# Textauszug
▬▬▬▬▬▬

Abgesehen von der Frage, ob die Stammdienststelle zu dem von ihr geregelten und praktizierten Verfahren in Nr. 2.2 der Auswahlrichtlinie ermächtigt worden ist, steht die Umrechnung der Ergebnisse der AEF in die der neuen Potenzialfeststellung nicht mit dem Grundsatz der Chancengleichheit der Bewerber im Einklang. Der Bundesminister der Verteidigung hat trotz entsprechender Rüge des Antragstellers nicht den Nachweis geführt, dass die vom Antragsteller absolvierte AEF und die neue Potenzialfeststellung unter dem Aspekt der Chancengleichheit gleichwertig sind oder im Rahmen einer Umrechnung ihrer Ergebnisse gleich gewichtet werden können.
Zwischen der AEF und der neuen Potenzialfeststellung bestehen erhebliche formelle und materielle Unterschiede.
In Nr. 9 der "Vorläufigen Richtlinie für die Allgemeine Eignungsfeststellung für Unteroffiziere der Luftwaffe" (BMVg FüL I 1 - Az 16-05-00) vom 1. Juli 1999 war für die Durchführung der AEF eine Gesamtdauer von 21 Stunden vorgesehen. Sie dauerte damit - wie auch vom Antragsteller unwidersprochen vorgetragen - mindestens zwei Tage. Dagegen dauert die Potenzialfeststellung nur einen Tag (Nr. 101 Abs. 1 des Erlasses "Bestimmungen zur Methodik der Potenzialfeststellung für Unteroffiziere"
Die AEF war in ihren materiellen Anforderungen auf die spezifischen Belange der Luftwaffe zugeschnitten. In dem zuletzt maßgeblichen Erlass "Vorläufige Bestimmungen zur Methodik der Allgemeinen Eignungsfeststellung für die Unteroffiziere der Luftwaffe" (BMVg PSZ III 4 - Az 66-12-10) vom 30. September 1999 - im Folgenden: AEF-Erlass - wurde die AEF als Methode definiert, eine Eignungsaussage zur Bewährungswahrscheinlichkeit von länger dienenden Unteroffizieren der Luftwaffe in deren weiterer militärischer Laufbahn zu erhalten; nur der Führungsstab der Luftwaffe war neben der Abteilung PSZ des Ministeriums zuständig für die Definition der Eignungsanforderungen und für die Festlegung der zu bewertenden Eignungsmerkmale (Nr. 101 Abs. 2 und Nr. 105 Abs. 1 des AEF-Erlasses). Demgegenüber differenziert der Potenzialfeststellungs-Erlass nicht mehr nach Teilstreitkräften oder Organisationsbereichen (Nr. 101); dementsprechend ist die Zuständigkeit für die Verfahrensgrundlagen den fachlich zuständigen Referaten aller Führungsstäbe und der Abteilung PSZ, hinsichtlich der Methodik dem Referat BMVg - PSZ III 6 -, übertragen (Nr. 106). Die Umgestaltung der Eignungsfeststellung in ein neues harmonisiertes Potenzialfeststellungsverfahren für Unteroffiziere aller militärischen Organisationsbereiche war eine wesentliche Zielsetzung der Neuregelung (vgl. Abs. 1 des zitierten Vorbereitungserlasses vom 24. Juli 2007).

▬▬▬▬▬▬

# Gezeigtes Material
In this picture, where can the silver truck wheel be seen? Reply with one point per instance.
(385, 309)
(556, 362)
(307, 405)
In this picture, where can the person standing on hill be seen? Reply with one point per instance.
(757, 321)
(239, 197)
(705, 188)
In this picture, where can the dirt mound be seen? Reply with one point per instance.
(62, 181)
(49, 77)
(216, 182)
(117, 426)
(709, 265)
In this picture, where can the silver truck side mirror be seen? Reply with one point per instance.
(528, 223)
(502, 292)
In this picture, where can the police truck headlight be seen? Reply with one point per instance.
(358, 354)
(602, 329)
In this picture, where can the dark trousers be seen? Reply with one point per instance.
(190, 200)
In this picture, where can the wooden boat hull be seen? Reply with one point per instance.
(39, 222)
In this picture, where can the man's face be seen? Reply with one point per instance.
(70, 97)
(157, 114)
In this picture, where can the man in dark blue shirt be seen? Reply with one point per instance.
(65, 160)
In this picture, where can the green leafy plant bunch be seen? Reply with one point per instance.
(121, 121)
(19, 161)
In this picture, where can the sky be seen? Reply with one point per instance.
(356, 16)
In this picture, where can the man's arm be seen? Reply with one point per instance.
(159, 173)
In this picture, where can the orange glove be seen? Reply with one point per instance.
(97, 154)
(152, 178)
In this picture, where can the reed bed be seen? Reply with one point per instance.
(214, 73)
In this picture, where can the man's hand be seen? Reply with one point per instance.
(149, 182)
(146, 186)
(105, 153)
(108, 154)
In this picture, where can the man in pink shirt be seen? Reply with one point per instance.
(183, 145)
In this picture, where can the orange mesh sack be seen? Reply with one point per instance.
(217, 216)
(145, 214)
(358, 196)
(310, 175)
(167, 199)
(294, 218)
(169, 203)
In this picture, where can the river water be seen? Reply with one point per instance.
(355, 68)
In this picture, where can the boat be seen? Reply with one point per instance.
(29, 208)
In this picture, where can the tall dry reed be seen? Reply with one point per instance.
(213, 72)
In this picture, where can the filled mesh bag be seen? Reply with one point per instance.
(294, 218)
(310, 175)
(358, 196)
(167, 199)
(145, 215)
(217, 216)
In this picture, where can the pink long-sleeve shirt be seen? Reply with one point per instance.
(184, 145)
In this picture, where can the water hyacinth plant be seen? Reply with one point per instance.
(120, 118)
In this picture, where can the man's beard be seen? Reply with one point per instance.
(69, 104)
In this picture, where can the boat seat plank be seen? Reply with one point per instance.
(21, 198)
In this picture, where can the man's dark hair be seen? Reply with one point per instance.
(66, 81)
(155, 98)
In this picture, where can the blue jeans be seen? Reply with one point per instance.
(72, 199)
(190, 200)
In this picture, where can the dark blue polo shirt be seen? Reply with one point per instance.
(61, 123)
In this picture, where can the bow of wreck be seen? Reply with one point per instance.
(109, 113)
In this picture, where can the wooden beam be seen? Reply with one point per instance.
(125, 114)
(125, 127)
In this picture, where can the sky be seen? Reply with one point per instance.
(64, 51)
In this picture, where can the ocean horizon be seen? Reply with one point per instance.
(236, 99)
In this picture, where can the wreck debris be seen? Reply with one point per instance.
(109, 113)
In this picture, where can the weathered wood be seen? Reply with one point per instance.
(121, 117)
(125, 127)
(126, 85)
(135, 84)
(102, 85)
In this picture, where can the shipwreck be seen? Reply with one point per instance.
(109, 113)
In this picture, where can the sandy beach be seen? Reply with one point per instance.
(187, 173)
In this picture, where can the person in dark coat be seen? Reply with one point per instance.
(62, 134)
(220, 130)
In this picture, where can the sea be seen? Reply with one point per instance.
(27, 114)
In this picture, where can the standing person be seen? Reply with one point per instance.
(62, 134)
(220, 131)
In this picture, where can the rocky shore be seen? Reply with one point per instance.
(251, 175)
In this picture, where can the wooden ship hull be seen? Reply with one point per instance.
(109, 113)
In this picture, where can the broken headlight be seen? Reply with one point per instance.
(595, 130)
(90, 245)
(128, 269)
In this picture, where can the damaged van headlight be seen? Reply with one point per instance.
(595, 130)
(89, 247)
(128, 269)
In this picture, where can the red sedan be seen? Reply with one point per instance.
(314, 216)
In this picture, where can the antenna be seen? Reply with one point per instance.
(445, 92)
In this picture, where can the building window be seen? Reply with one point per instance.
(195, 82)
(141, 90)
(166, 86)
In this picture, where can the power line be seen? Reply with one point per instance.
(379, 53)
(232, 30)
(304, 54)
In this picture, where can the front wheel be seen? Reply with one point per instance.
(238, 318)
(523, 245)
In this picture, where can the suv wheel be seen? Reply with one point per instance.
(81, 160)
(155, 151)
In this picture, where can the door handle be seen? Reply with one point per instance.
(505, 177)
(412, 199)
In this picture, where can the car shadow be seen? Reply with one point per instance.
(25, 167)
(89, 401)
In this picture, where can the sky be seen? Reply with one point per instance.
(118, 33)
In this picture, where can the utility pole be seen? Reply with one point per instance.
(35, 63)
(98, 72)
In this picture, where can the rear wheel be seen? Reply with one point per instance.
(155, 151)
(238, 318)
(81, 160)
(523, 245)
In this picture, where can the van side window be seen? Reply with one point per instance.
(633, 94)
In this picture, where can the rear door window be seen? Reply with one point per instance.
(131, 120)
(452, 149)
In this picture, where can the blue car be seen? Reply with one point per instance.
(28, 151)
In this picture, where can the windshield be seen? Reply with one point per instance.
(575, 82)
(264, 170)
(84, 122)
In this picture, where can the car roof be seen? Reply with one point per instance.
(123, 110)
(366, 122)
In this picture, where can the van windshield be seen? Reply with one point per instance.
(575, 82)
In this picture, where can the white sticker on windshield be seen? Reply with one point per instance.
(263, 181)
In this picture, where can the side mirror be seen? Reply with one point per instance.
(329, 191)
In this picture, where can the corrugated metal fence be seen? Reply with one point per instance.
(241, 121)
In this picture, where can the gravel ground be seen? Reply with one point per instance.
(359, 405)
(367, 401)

▬▬▬▬▬▬

# Schriftliche Aufgaben
a - Geben Sie aus dem Textauszug alles von „Abgesehen von der“ bis hinunter zu „gewichtet werden können.“ wortgetreu wieder.
b - Übertragen Sie diesen Satz aus dem Textauszug ins Englische: „Zwischen der AEF und der neuen Potenzialfeststellung bestehen erhebliche formelle und materielle Unterschiede.“
c - Schreiben Sie den Textauszug zur Eignungsfeststellung im Anschluss an seinen letzten Satz weiter.
Für die Bearbeitung wird das Material nicht gebraucht.

# Antworten
a -
Abgesehen von der Frage, ob die Stammdienststelle zu dem von ihr geregelten und praktizierten Verfahren in Nr. 2.2 der Auswahlrichtlinie ermächtigt worden ist, steht die Umrechnung der Ergebnisse der AEF in die der neuen Potenzialfeststellung nicht mit dem Grundsatz der Chancengleichheit der Bewerber im Einklang. Der Bundesminister der Verteidigung hat trotz entsprechender Rüge des Antragstellers nicht den Nachweis geführt, dass die vom Antragsteller absolvierte AEF und die neue Potenzialfeststellung unter dem Aspekt der Chancengleichheit gleichwertig sind oder im Rahmen einer Umrechnung ihrer Ergebnisse gleich gewichtet werden können.

b - There are considerable formal and substantive differences between the AEF and the new potential assessment.

c -
Nach Nr. 101 Abs. 1 des Potenzialfeststellungs-Erlasses steht die Eignungsaussage für die Laufbahn der Offiziere des militärfachlichen Dienstes im Vordergrund der Betrachtung der Unteroffiziere, während Nr. 203 Abs. 2 des AEF-Erlasses die Prüfung der Unteroffiziere primär auf ihr Potenzial zum Berufssoldaten konzentrierte und erst nach positivem Abschluss dieses ersten Prüfschritts die Beurteilung des Potenzials für die Verwendung als Offizier des militärfachlichen Dienstes ermöglichte.
Wesentliche methodische Abweichungen ergeben sich daraus, dass der AEF-Erlass im Verfahren den Physical-Fitness-Test verlangte (Nr. 203 und Nr.206), auf den der Potenzialfeststellungs-Erlass verzichtet. Nach Nr. 203 und Nr. 205 des AEF-Erlasses hatten die Bewerber ein "Rundgespräch" mit mehreren Soldaten zu absolvieren, das nunmehr entfällt; stattdessen hat der Bewerber allein einen Kurzvortrag zu halten (Nr. 102 Abs. 2 und Nr. 208 des Potenzialfeststellungs-Erlasses). Das "Planspiel" nach Nr. 203 und Nr. 207 des AEF-Erlasses ist in ein "Gruppensituationsverfahren" umgestaltet worden (Nr. 207 des Potenzialfeststellungserlasses).
Diese erheblichen Unterschiede zwischen den Verfahren der AEF und der Potenzialfeststellung haben in der von der Stammdienststelle gewählten Umrechnungsmethode unter dem Aspekt der Chancengleichheit der Bewerber keinen nachvollziehbaren Niederschlag gefunden. Es ist bereits nicht plausibel, wie das Ergebnis der AEF des Antragstellers, das entsprechend Nr. 304 des AEF-Erlasses mit einem Buchstaben (hier: H) zu benennen war, arithmetisch in eine Zahl (hier: 3,52) umgerechnet worden ist. Die Übersicht der Stammdienststelle über die quantifizierbaren Kriterien in der AAIP SDBw (Bl.100 der Beschwerdeakte) stellt insoweit keine berechnungstechnische Beziehung zwischen den Buchstaben und den zu ermittelnden zahlenmäßigen Indexpunkten her. Außerdem hat der Bundesminister der Verteidigung nicht erläutert und belegt, auf welcher Grundlage es zu der Gewichtung der AEF und der Potenzialfeststellung mit den Faktoren 6 und 96 in der Umrechnungsformel der Stammdienststelle gekommen ist.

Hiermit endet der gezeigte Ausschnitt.